SUPPLIED TEXT
Special Aflatoxin Call for Proposals: Genetic Approach to Mitigate Aflatoxin Contamination in Peanut
Peggy Ozias-Akins: Institute of Plant Breeding, Genetics, & Genomics, University of Georgia
Josh Clevenger: HudsonAlpha Institute for Biotechnology, Huntsville, AL
Aflatoxin is a highly carcinogenic mycotoxin produced by the fungi Aspergillus flavus and A. parasiticus upon invasion of seeds and exposure to stress. Peanut is particularly susceptible to preharvest aflatoxin contamination when plants are exposed to late season drought or postharvest contamination when seeds are improperly stored. While aflatoxin contamination is adequately managed in the US by inspection of peanut lots at buying points and after storage and analysis of food ingredients and manufactured foods, each of these interventions is costly and reduces profit for each sector in the value chain. Genetic resistance would contribute greatly to mitigating costs and hazards associated with aflatoxin contamination.
Recent and reproducible results using an in vitro seed colonization protocol have reliably distinguished tolerant from susceptible lines of peanut. A reduction of aflatoxin contamination in seeds is not correlated with the extent of fungal growth. The in vitro assay has been applied to a segregating population as well as additional germplasm lines with some prior evidence of reduced aflatoxin contamination. We seek to extend these results to parallel pre-harvest evaluation of these lines, genome characterization, and development of breeding materials better adapted to the US growing environment and with increased market acceptability. We predict that the germplasm selected has a range of underlying resistance mechanisms, which can be combined during population development and ultimately selected upon using molecular tools. Discovering associations between molecular markers and reduced aflatoxin contamination, a highly quantitative trait subject to genotype by environment effects, will greatly benefit breeding programs delivering improved cultivars for the peanut industry.
- Develop a reliable and repeatable method to evaluate post-harvest aflatoxin resistance.
- Define mechanisms of pre- and post-harvest aflatoxin resistance and associate molecular markers with specific mechanisms.
- Develop peanut germplasm less susceptible to aflatoxin contamination.

PROBLEM
Revise the peanut aflatoxin text from "- Develop a" down to "to aflatoxin contamination.", putting "reproducible" in place of "repeatable".

DATA SHOWN

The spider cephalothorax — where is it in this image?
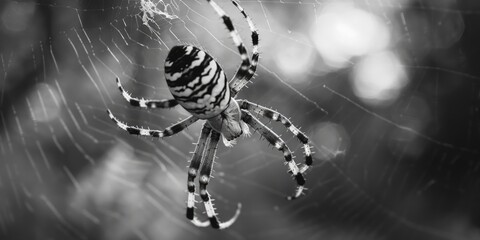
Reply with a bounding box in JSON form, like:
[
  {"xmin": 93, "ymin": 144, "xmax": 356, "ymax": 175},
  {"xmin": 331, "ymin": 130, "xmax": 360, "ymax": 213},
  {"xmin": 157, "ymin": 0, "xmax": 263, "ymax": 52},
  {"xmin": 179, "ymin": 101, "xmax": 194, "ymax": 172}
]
[{"xmin": 107, "ymin": 0, "xmax": 312, "ymax": 229}]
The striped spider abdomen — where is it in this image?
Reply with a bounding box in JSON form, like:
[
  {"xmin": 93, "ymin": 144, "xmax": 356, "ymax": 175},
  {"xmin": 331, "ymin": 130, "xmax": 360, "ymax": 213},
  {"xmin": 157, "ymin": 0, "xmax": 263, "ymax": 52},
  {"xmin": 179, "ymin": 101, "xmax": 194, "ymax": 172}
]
[{"xmin": 165, "ymin": 45, "xmax": 230, "ymax": 119}]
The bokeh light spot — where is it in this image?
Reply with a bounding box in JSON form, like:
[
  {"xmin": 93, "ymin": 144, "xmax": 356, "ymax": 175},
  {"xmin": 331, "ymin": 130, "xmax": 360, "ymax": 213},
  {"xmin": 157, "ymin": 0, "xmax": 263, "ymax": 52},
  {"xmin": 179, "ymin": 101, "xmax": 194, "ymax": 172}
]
[
  {"xmin": 1, "ymin": 2, "xmax": 35, "ymax": 32},
  {"xmin": 352, "ymin": 51, "xmax": 408, "ymax": 105},
  {"xmin": 273, "ymin": 33, "xmax": 315, "ymax": 83},
  {"xmin": 312, "ymin": 122, "xmax": 350, "ymax": 160},
  {"xmin": 311, "ymin": 3, "xmax": 390, "ymax": 68},
  {"xmin": 28, "ymin": 83, "xmax": 60, "ymax": 122}
]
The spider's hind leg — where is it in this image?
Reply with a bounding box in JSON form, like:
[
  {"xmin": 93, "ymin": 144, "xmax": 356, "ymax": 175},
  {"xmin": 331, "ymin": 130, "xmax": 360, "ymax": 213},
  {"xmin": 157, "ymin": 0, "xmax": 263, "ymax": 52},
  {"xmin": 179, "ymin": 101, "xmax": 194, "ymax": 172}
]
[
  {"xmin": 237, "ymin": 100, "xmax": 313, "ymax": 173},
  {"xmin": 186, "ymin": 123, "xmax": 212, "ymax": 227},
  {"xmin": 242, "ymin": 110, "xmax": 305, "ymax": 200},
  {"xmin": 199, "ymin": 131, "xmax": 242, "ymax": 229}
]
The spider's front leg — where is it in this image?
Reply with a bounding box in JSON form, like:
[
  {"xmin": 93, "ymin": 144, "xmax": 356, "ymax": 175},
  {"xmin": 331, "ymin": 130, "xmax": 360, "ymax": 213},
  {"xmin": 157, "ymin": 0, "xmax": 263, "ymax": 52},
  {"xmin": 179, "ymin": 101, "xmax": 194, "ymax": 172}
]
[
  {"xmin": 242, "ymin": 110, "xmax": 305, "ymax": 200},
  {"xmin": 107, "ymin": 109, "xmax": 198, "ymax": 138}
]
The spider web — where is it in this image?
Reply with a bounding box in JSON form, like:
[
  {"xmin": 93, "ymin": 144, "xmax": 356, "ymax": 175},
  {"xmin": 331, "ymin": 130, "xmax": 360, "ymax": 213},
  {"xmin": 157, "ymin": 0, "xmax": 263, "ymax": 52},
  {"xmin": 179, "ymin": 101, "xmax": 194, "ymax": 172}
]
[{"xmin": 0, "ymin": 0, "xmax": 480, "ymax": 239}]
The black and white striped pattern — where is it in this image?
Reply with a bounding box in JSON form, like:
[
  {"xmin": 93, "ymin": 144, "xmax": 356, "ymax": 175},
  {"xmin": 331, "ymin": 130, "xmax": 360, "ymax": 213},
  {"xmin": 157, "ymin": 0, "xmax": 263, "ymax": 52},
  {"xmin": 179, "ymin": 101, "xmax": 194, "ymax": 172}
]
[
  {"xmin": 198, "ymin": 131, "xmax": 241, "ymax": 229},
  {"xmin": 115, "ymin": 77, "xmax": 178, "ymax": 108},
  {"xmin": 230, "ymin": 0, "xmax": 260, "ymax": 96},
  {"xmin": 165, "ymin": 46, "xmax": 230, "ymax": 119},
  {"xmin": 242, "ymin": 110, "xmax": 305, "ymax": 200},
  {"xmin": 186, "ymin": 123, "xmax": 212, "ymax": 227},
  {"xmin": 237, "ymin": 100, "xmax": 313, "ymax": 173},
  {"xmin": 107, "ymin": 109, "xmax": 198, "ymax": 138},
  {"xmin": 107, "ymin": 0, "xmax": 313, "ymax": 229}
]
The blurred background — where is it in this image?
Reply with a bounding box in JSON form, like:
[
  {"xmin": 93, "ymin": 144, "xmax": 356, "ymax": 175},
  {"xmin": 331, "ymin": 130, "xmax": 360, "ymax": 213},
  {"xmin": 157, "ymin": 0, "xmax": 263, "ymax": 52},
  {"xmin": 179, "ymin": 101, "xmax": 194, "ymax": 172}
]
[{"xmin": 0, "ymin": 0, "xmax": 480, "ymax": 240}]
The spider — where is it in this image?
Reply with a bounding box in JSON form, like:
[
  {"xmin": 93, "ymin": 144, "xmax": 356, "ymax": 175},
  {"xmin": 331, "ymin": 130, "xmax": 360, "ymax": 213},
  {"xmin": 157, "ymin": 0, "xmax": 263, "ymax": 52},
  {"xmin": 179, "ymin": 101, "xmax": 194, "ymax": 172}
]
[{"xmin": 107, "ymin": 0, "xmax": 313, "ymax": 229}]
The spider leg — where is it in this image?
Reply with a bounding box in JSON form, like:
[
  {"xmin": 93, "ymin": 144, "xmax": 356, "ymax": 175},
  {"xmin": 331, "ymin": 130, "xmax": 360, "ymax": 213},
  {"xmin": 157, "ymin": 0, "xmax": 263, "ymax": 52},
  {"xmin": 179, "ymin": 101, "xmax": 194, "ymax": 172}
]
[
  {"xmin": 198, "ymin": 131, "xmax": 242, "ymax": 229},
  {"xmin": 237, "ymin": 100, "xmax": 313, "ymax": 173},
  {"xmin": 107, "ymin": 109, "xmax": 198, "ymax": 138},
  {"xmin": 230, "ymin": 0, "xmax": 260, "ymax": 96},
  {"xmin": 115, "ymin": 77, "xmax": 178, "ymax": 108},
  {"xmin": 242, "ymin": 110, "xmax": 305, "ymax": 200},
  {"xmin": 187, "ymin": 123, "xmax": 212, "ymax": 227},
  {"xmin": 207, "ymin": 0, "xmax": 251, "ymax": 89}
]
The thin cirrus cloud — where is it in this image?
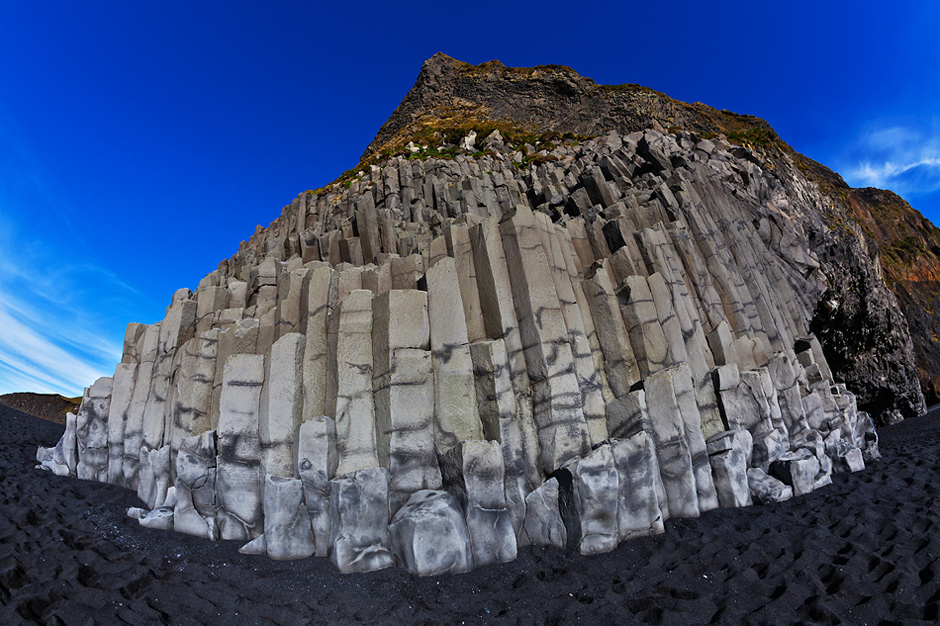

WRITTEN SOLUTION
- Develop a reliable and reproducible method to evaluate post-harvest aflatoxin resistance.
- Define mechanisms of pre- and post-harvest aflatoxin resistance and associate molecular markers with specific mechanisms.
- Develop peanut germplasm less susceptible to aflatoxin contamination.